» TO DO:
Which lines in the records below contain the string "green"? Pull out each one in full, matching case.

— Start of ENTRIES PROVIDED —

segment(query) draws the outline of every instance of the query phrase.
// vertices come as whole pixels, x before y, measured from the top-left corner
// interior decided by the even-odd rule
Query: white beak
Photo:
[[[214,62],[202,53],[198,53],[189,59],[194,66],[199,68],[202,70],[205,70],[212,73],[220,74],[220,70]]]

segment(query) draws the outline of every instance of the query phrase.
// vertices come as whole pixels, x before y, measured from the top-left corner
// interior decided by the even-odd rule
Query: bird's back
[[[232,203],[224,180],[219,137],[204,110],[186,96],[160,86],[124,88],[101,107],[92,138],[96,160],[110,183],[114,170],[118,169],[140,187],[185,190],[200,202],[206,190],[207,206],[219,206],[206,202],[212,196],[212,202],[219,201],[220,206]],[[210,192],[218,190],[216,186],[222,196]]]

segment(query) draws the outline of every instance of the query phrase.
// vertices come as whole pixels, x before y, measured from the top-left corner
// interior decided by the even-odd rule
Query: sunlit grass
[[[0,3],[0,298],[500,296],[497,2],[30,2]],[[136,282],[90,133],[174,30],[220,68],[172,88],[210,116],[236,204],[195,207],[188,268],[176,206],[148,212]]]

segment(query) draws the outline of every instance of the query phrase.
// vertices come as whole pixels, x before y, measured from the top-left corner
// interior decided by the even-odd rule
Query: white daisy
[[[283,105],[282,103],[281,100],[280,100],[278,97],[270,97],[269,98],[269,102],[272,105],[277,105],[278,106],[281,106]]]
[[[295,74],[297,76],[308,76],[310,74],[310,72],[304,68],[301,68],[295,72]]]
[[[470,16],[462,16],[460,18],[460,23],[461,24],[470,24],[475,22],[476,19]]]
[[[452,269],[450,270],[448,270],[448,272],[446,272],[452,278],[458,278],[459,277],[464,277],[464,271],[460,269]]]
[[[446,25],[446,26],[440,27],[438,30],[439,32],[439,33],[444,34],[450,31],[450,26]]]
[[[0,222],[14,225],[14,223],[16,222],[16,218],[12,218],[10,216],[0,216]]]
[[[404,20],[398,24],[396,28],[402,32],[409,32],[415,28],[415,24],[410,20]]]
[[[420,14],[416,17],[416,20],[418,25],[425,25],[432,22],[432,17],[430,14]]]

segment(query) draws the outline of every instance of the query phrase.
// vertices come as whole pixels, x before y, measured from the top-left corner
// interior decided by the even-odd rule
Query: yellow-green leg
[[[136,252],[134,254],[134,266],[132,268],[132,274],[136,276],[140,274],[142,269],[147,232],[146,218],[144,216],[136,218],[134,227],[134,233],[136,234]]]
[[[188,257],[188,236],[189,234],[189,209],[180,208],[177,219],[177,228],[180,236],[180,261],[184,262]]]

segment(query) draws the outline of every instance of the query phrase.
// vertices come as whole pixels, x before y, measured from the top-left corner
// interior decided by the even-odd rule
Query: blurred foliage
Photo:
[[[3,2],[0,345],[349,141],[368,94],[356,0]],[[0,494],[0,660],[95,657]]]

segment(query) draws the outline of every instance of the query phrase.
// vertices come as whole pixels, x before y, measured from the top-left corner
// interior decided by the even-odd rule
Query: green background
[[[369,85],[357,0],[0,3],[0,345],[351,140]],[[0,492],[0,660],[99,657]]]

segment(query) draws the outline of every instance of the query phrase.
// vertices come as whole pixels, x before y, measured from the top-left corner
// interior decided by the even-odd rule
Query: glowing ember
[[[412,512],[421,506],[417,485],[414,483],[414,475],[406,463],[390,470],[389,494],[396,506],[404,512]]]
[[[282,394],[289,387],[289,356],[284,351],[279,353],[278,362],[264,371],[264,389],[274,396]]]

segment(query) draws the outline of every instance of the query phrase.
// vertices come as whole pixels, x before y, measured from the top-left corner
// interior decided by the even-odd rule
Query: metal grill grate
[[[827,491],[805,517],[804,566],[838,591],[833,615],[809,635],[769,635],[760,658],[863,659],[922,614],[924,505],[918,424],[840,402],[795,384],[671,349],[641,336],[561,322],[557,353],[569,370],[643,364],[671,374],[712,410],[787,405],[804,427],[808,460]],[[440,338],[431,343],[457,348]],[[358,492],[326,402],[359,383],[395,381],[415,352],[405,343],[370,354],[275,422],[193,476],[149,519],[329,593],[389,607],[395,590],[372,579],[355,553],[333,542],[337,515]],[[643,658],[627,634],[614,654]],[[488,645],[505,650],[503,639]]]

— End of ENTRIES PROVIDED —

» REPLY:
Query: yellow-green leg
Query: green background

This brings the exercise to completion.